= Written instruction =
Recast the records in the stretch from the line containing "post the sensor caught?" through the line containing "[55,45,74,168]" as a two-column CSV with the columns text and answer. Give one row per record, putting each value in a single quoted field with its line breaks replaced by spaces.

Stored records
──────
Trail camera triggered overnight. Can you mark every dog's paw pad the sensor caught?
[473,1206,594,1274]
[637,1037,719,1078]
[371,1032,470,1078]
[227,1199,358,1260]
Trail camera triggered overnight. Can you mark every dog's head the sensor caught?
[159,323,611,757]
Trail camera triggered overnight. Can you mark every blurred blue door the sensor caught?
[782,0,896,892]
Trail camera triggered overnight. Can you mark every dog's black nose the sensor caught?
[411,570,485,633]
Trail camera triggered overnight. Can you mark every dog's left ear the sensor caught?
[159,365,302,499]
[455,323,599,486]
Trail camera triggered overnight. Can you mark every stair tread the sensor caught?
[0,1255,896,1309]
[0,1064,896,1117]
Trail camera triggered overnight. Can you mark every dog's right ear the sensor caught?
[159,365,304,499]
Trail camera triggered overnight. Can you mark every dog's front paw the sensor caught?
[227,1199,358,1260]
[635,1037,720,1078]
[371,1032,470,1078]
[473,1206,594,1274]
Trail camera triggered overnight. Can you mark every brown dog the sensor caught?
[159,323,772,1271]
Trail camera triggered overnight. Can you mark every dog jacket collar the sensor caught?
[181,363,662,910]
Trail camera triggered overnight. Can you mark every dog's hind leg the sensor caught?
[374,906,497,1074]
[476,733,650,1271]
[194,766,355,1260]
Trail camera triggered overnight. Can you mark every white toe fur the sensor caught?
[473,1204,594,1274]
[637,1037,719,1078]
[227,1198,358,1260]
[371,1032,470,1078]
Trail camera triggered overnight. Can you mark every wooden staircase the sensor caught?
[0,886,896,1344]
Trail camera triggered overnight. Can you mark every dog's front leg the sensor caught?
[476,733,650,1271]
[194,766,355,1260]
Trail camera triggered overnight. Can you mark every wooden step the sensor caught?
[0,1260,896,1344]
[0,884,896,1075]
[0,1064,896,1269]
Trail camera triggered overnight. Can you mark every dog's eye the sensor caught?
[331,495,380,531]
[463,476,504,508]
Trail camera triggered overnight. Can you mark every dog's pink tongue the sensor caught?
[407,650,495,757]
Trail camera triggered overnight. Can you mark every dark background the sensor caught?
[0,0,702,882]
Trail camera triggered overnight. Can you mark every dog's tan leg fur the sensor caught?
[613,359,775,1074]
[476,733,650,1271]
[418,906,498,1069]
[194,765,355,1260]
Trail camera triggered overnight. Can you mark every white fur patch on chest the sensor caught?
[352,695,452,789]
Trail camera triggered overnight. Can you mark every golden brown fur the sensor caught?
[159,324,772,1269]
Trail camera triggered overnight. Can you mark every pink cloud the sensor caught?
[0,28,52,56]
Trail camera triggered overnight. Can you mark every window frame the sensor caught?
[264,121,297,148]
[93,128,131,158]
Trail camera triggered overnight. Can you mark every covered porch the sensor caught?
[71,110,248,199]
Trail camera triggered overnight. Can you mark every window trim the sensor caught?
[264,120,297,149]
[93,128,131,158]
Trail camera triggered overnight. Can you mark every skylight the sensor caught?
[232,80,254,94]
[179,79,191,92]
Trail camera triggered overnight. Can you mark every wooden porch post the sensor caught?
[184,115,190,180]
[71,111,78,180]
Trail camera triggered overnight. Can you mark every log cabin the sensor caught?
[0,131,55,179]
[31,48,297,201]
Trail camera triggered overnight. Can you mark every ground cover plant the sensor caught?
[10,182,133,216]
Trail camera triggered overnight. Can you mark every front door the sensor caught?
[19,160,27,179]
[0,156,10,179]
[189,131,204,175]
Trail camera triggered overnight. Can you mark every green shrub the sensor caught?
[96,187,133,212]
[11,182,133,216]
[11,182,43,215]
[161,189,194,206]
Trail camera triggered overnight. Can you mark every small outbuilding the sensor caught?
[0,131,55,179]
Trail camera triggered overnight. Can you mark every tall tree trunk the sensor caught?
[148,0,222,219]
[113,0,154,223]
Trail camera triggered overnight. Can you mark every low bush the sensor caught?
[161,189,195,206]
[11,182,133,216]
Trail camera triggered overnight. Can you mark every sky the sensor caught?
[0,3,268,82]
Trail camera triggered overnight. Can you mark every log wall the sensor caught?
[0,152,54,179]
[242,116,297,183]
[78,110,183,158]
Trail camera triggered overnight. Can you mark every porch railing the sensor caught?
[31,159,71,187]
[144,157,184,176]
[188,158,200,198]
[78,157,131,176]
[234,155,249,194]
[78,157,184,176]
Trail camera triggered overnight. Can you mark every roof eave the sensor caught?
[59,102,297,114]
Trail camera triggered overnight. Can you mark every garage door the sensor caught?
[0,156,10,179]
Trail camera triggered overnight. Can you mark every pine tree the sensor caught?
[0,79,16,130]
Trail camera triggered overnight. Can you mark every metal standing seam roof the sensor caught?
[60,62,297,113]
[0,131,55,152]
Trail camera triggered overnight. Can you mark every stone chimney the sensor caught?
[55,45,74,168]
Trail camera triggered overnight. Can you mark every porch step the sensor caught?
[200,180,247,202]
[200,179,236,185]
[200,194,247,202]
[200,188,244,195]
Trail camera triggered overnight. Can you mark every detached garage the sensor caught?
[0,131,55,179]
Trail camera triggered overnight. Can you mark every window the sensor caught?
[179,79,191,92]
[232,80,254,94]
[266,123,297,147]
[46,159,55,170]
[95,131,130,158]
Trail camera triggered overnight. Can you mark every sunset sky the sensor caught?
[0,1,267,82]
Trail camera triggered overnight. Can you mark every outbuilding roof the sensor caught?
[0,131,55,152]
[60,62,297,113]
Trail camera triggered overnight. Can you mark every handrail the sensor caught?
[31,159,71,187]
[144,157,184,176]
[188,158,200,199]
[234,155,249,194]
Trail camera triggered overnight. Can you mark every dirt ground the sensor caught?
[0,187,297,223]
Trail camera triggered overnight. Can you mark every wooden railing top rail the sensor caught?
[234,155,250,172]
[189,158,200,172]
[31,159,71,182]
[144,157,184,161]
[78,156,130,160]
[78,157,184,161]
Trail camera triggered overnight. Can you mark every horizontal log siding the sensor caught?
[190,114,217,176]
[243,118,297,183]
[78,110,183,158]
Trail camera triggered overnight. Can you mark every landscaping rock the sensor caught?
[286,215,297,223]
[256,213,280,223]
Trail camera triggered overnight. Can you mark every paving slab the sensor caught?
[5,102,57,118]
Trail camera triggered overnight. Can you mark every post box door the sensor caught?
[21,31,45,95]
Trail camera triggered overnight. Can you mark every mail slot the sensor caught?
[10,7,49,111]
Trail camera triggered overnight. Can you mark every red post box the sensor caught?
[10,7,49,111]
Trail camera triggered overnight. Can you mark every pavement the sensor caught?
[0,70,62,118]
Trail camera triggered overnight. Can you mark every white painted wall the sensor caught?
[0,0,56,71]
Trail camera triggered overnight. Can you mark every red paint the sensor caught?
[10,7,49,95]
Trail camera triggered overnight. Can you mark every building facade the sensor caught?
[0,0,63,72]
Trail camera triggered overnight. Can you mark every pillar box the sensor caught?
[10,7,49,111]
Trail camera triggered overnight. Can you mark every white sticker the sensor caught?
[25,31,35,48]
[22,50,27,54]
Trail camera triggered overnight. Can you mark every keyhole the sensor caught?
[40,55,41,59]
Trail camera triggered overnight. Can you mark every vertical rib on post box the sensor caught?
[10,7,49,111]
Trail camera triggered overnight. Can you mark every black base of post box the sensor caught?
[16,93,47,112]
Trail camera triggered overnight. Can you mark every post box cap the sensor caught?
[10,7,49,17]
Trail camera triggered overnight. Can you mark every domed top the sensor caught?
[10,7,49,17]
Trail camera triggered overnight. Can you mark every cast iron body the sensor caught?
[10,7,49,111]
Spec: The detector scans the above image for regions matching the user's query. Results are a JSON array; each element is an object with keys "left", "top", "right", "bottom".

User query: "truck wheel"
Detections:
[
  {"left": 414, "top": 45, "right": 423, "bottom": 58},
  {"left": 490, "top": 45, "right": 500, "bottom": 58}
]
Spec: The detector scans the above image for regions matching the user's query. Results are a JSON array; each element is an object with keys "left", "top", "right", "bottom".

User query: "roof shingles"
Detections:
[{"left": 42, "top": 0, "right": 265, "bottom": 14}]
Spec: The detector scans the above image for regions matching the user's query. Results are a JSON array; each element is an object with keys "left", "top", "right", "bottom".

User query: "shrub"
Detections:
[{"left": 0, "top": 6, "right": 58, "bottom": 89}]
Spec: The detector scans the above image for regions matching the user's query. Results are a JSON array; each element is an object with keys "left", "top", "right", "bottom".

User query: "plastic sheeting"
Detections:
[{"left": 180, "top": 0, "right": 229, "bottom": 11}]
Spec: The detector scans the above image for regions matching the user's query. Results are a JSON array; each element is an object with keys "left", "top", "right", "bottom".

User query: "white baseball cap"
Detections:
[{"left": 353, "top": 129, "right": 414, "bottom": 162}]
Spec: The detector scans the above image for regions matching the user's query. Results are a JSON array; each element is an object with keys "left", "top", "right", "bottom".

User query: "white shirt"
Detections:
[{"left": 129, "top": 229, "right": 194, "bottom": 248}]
──────
= The response =
text,answer
"Trail camera triggered overnight. Can you mark every wooden porch post the sensor caught?","[184,115,190,180] [71,111,78,180]"
"Trail camera triggered overnight. Can you mark every log cabin the sensor caught?","[0,131,55,179] [31,48,297,201]"
"Trail camera triggered overnight. Can you mark every ground cover plant the sensor caught?","[10,182,133,216]"
"Trail camera triggered overnight. Can you mark every front door the sensor caught?","[19,160,27,179] [0,156,10,179] [189,131,204,175]"
"Trail camera triggered overnight. Can you mark every green shrub the sensor caught?","[96,187,133,212] [11,182,133,216] [11,182,43,215] [161,189,194,206]"
"Trail camera triggered overnight. Can you mark every small outbuilding the sensor caught?","[0,131,55,179]"
"Trail camera triggered overnight. Can you mark every tall tree trunk the sensor caught?","[148,0,222,219] [113,0,154,223]"
"Trail camera triggered overnight. Can you mark every low bush the sensor caught?","[161,189,195,206] [11,182,133,216]"
"Trail camera triggered overnight. Can you mark every sky the sensor caught?","[0,3,268,82]"
"Trail camera triggered overnight. Can you mark every log wall the sensor caught?","[0,152,54,179] [242,116,297,183] [78,110,183,158]"
"Trail camera triggered overnight. Can you mark every porch railing the sensor caught?","[31,159,71,187] [144,157,184,176] [188,158,200,198] [78,157,131,176] [234,155,249,194] [78,157,184,176]"
"Trail camera triggered overnight. Can you mark every roof eave the sensor caught?","[59,102,297,114]"
"Trail camera triggered overnight. Can you mark every garage door the sensor caught?","[0,156,10,179]"
"Trail camera triggered overnight. Can you mark every pine tree the sensor caught?","[0,79,16,130]"
"Trail camera triggered overnight. Can you mark every metal standing seam roof the sensor caught?","[60,62,297,113] [0,131,55,152]"
"Trail camera triggered overnight. Can you mark every stone chimney the sensor caught?","[55,45,74,168]"